Exercise text>

>>>

Results of a broad survey of New Paltz parents and guardians reflect what has been said in public comment sessions: many people think it’s time to get their kids back in school buildings for most or all of the week. With those data in hand, Superintendent Angela Urbina-Medina announced that school officials will be phasing in more classroom time, starting the week of April 12. The transition will begin with Duzine Elementary School, which has the youngest students and then be expanded to older children from there. The weeks leading up to then will be used to finalize schedules, identify teachers for those students remaining home and doing a final reconfiguration of space over spring break.
As of the March 17 school board meeting, responses had been received for 1,574 out of 1,952 children. The rate of response was lower on behalf of high school students than for younger children. Most of the responses expressed a preference for four days of classroom instruction with no changes to the child’s schedule; a lesser number of parents signaled willingness to be flexible on the schedule, and just a small number want to keep their children learning entirely remotely. Urbina-Medina said that among the steps to prepare will be to identify teachers who would be willing to teach entirely remotely to accommodate those students, thus allowing their colleagues to focus entirely on planning for in-person lessons. Simultaneously teaching some students in the classroom and others virtually is not the original meaning of the term “hybrid learning,” which is supposed to combine the best parts of hands-on and online learning. What teachers are doing instead is essentially running twice as many classes.
In the survey, parents expressed concerns about academic performance, as well as mental health, among their children. Most did not feel that remote learning was the best fit for their own kids and reported issues such as anxiety, emotional outbursts and isolation. The superintendent said that mental-health concerns would be shared with school counselors, and that efforts are being made to get everyone in the buildings whose parents desire it. Part of that process is identifying who didn’t turn in a survey and getting them to do so. Another part is to work out how to bolster academic support for all students through the end of this school year and into the next.
Urbina-Medina indicated that figuring out how to fit everyone in the buildings is still not a sure thing. More partitions and desks are being obtained, as well as picnic tables to be used as the weather warms. The more challenging aspects are not so much the classrooms as the eating spaces, as well as transportation. Given the reduced number of students that can be placed on a bus at one time, additional runs might be needed to cover all the stops.
More students in the classroom means that, should someone test positive, more people will have to be quarantined as a result. Urbina-Medina urged parents not to be complacent about potential exposure to this Coronavirus; anyone who is doubtful whether something should be reported is asked to contact the school nurse for guidance.

<<<

(Collected data entries)
>>>

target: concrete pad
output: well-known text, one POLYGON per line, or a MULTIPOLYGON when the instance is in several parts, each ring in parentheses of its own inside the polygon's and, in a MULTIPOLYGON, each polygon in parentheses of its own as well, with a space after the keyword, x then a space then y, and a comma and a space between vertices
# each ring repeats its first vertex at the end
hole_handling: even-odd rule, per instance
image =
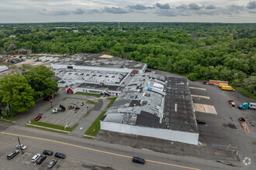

<<<

Assigned task 1> From the article on New Paltz schools, copy the stretch from "Results of a" through "over spring break." word for word.
Assigned task 2> In one to three sentences, explain why, according to the article on New Paltz schools, officials plan to identify teachers who would be willing to teach entirely remotely.
The items that come after the article on New Paltz schools are separate material.

Response box 1>
Results of a broad survey of New Paltz parents and guardians reflect what has been said in public comment sessions: many people think it’s time to get their kids back in school buildings for most or all of the week. With those data in hand, Superintendent Angela Urbina-Medina announced that school officials will be phasing in more classroom time, starting the week of April 12. The transition will begin with Duzine Elementary School, which has the youngest students and then be expanded to older children from there. The weeks leading up to then will be used to finalize schedules, identify teachers for those students remaining home and doing a final reconfiguration of space over spring break.

Response box 2> Those teachers would serve the students who remain home and keep learning remotely. That arrangement would let their colleagues focus entirely on planning for in-person lessons.